Extract to read

((

Because the segfault is happening when traversing the sc_process_table::queue, I'm guessing that when spawning a thread at start of simulation (which intentionally finishes, by the way), it gets added to the process_table, but for whatever reason, never removed.  The process itself is removed (I think this happens in sc_simcontext::crunch), but because the table isn't updated, the linked-list has an invalid ptr, hence the segfault.  Just a guess though.

EDIT:

Sorry, I think I misunderstood your question, you are asking where the traceback is from?  It is triggered at the end of the execution during model cleanup; you can see that it is in the destructor ( sc_core::sc_thread_process::~sc_thread_process ).  That's actually the destructor of one of my statically created (SC_THREAD) threads, not the dynamic one.  During its destruction, it traverses the sc_process_table::queue and hits a bad pointer when doing sc_core::sc_thread_process::next_exist.

Link to comment
Share on other sites

On the first question:

Yes, you do need to keep the handle to the (terminating) process alive, if you continue to reference any related object like the terminated event.  Otherwise, when the process terminates without any existing handles to it, the event will be destroyed together with the process instance itself and you're sensitive to a no-longer-existing event, causing the memory corruption.  The crash itself is fixed in the master branch of the SystemC proof-of-concept simulator, but not released yet.  This fix would then lead to removing the event from any waiting processes, though.  So in this case, you would just miss the notification.

On the second part:

Which version of SystemC are you using?  Can you confirm this with SystemC 2.3.2?

))

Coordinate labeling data
((

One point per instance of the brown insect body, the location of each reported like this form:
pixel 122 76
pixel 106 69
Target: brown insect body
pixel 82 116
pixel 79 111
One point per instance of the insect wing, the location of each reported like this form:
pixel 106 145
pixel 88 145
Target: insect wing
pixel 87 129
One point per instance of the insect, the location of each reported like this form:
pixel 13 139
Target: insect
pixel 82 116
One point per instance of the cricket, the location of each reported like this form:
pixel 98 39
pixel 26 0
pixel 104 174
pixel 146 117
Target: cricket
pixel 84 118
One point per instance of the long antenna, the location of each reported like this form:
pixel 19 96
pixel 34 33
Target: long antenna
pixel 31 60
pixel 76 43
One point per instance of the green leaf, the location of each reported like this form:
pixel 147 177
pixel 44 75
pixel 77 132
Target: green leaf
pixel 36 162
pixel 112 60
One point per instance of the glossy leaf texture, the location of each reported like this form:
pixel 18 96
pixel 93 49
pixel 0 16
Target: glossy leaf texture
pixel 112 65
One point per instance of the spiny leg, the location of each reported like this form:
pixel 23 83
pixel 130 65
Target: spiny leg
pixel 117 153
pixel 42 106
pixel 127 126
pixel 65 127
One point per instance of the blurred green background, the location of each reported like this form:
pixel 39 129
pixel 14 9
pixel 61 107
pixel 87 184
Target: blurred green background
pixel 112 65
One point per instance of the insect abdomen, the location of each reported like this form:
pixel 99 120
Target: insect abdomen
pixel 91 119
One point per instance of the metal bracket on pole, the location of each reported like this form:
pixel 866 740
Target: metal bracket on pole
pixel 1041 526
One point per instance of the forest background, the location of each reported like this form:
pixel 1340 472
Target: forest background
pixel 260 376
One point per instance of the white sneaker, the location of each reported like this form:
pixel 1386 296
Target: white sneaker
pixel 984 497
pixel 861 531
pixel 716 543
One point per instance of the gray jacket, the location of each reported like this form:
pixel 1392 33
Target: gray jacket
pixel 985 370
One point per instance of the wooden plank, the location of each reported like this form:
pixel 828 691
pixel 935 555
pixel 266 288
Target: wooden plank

))

Given exercise A
In the forum thread about the SystemC crash, where has the crash already been fixed?
Given exercise B
Rewrite the passage of the SystemC thread starting with "Sorry, I think" and going on through "pointer when doing sc_core::sc_thread_process::next_exist.", putting "invalid pointer" in place of "bad pointer".

Full output A
In the master branch of the SystemC proof-of-concept simulator, though it has not been released yet.

Full output B
Sorry, I think I misunderstood your question, you are asking where the traceback is from?  It is triggered at the end of the execution during model cleanup; you can see that it is in the destructor ( sc_core::sc_thread_process::~sc_thread_process ).  That's actually the destructor of one of my statically created (SC_THREAD) threads, not the dynamic one.  During its destruction, it traverses the sc_process_table::queue and hits a invalid pointer when doing sc_core::sc_thread_process::next_exist.